Write out exactly, please, the lines from the one containing "splash pad ground" to the end of the material.

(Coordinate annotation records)
++++++++
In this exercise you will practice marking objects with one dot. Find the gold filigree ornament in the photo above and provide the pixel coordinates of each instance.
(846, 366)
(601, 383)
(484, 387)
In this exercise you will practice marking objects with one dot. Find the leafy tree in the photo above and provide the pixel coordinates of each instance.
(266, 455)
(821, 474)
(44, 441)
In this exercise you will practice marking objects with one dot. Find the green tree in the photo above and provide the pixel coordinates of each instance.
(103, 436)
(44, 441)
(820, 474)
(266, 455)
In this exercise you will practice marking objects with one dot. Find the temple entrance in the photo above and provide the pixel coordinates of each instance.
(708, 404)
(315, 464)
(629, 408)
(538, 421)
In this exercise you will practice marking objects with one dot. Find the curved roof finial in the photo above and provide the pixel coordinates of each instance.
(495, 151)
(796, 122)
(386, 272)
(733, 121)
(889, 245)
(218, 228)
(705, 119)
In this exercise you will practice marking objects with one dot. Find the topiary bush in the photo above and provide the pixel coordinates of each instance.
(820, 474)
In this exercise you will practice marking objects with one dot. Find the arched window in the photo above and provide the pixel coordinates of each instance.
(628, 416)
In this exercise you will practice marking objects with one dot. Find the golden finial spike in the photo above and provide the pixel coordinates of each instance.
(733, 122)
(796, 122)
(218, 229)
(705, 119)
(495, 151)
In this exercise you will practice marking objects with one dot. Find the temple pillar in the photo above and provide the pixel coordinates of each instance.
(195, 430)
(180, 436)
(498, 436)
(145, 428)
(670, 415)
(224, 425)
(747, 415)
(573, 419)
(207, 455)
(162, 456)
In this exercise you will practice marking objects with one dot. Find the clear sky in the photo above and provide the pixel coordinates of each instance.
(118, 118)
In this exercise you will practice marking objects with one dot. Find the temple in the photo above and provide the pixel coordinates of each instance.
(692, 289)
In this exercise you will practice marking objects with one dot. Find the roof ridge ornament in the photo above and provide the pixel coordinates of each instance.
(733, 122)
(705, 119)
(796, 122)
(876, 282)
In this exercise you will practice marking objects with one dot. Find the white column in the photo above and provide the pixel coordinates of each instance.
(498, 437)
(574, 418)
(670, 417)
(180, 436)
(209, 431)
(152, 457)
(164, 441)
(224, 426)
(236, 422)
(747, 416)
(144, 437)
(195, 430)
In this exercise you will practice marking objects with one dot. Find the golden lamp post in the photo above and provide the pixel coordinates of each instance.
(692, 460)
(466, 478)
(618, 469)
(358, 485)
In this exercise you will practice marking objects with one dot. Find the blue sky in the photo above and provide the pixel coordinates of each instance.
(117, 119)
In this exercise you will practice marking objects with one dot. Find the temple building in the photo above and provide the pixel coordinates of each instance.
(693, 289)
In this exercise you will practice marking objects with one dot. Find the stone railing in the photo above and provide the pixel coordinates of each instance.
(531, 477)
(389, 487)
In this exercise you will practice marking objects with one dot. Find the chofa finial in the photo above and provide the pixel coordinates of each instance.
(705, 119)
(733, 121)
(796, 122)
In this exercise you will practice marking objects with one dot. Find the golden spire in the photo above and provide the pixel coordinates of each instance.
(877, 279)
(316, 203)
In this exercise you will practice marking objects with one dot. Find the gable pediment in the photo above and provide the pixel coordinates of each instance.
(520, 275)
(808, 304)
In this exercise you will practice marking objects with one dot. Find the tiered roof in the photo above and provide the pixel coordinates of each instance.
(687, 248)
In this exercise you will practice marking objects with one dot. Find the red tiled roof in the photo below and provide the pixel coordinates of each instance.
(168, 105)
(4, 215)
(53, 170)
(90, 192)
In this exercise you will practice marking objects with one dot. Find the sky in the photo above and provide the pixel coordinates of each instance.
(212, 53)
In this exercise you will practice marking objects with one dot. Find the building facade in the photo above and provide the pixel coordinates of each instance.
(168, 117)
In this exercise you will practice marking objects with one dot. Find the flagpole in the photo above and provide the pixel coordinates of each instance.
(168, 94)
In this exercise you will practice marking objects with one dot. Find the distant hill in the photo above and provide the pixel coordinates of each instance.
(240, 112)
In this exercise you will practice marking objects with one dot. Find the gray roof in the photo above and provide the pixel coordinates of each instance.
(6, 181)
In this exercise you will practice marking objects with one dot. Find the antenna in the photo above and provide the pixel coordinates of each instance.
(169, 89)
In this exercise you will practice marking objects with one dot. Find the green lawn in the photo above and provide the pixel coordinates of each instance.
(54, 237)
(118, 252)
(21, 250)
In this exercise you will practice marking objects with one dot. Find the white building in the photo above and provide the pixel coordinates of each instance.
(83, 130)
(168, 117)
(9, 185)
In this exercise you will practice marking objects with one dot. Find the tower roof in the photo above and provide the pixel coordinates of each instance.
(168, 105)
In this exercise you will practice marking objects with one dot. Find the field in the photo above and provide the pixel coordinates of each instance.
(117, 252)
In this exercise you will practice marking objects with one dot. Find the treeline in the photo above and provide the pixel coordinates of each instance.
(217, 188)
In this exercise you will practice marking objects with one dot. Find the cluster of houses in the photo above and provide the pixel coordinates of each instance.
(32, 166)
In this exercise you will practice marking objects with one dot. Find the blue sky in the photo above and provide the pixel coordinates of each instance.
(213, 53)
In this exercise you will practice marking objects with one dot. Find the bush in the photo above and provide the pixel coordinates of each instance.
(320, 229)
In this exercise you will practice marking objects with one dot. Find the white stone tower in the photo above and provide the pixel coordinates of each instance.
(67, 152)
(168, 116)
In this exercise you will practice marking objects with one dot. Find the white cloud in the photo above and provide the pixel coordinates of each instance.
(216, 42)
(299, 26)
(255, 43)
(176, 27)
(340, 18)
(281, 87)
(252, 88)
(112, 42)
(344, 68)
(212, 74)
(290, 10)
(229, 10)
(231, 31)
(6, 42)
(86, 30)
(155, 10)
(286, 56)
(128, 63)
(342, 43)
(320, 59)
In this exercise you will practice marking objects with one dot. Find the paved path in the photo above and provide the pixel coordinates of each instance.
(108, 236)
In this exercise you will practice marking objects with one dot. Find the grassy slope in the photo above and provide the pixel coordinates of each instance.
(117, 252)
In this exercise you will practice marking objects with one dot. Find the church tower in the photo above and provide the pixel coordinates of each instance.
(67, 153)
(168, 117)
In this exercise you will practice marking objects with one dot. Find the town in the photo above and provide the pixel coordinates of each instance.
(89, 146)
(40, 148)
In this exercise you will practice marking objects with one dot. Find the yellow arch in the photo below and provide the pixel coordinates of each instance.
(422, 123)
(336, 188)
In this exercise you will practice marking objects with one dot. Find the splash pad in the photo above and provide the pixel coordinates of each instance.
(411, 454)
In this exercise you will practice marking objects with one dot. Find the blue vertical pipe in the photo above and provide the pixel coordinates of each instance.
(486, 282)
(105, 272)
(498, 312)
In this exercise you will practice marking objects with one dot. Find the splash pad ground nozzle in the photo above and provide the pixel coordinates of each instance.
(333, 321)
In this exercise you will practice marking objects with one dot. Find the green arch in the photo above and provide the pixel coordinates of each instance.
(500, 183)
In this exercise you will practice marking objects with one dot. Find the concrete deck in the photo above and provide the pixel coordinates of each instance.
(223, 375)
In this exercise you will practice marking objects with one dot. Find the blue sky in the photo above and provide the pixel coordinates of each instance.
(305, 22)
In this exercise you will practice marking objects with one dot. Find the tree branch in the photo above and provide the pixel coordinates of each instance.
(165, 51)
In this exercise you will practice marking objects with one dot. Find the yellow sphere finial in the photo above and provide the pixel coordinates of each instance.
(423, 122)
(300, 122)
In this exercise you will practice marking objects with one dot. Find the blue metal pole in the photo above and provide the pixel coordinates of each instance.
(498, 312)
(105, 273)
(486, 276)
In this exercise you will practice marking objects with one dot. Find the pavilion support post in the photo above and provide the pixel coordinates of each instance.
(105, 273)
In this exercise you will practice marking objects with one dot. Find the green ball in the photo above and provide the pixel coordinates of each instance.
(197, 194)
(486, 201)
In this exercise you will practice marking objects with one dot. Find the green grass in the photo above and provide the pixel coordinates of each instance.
++++++++
• [TASK SOLUTION]:
In this exercise you will practice marking objects with one dot. Find the splash pad ground nozzle in the photo above and provide the pixel coordinates of each instance.
(333, 321)
In this exercise you will practice marking objects with one dot. Find the green arch in the photo above and provide the pixel coordinates of each instance.
(500, 183)
In this exercise you will practice marking objects with one dot. Find the concrete deck in the photo above and provide the pixel coordinates of each instance.
(223, 375)
In this exercise you will practice marking objects with one dot. Find the blue sky in the photo above and provide the pixel coordinates of each instance.
(305, 22)
In this exercise you will practice marking objects with one dot. Find the tree branch in the photo above and provide the pixel coordinates of each instance.
(165, 51)
In this exercise you will practice marking objects with one dot. Find the yellow sphere finial in the photo above and provide the pixel coordinates of each instance.
(423, 122)
(300, 122)
In this exercise you will practice marking objects with one dot. Find the blue metal pole in the photo above and provide the pixel coordinates of each instance.
(498, 312)
(105, 273)
(486, 276)
In this exercise you will practice marking objects with one dot. Find the pavilion support post in the photo above and provide the pixel coordinates of each instance.
(105, 273)
In this exercise you will practice marking objects with one dot. Find the green ball in the photo above and provide the pixel coordinates of each instance.
(197, 194)
(486, 201)
In this exercise you will practice marking objects with one dot. Find the green grass in the photo above and provide the pixel coordinates of each instance.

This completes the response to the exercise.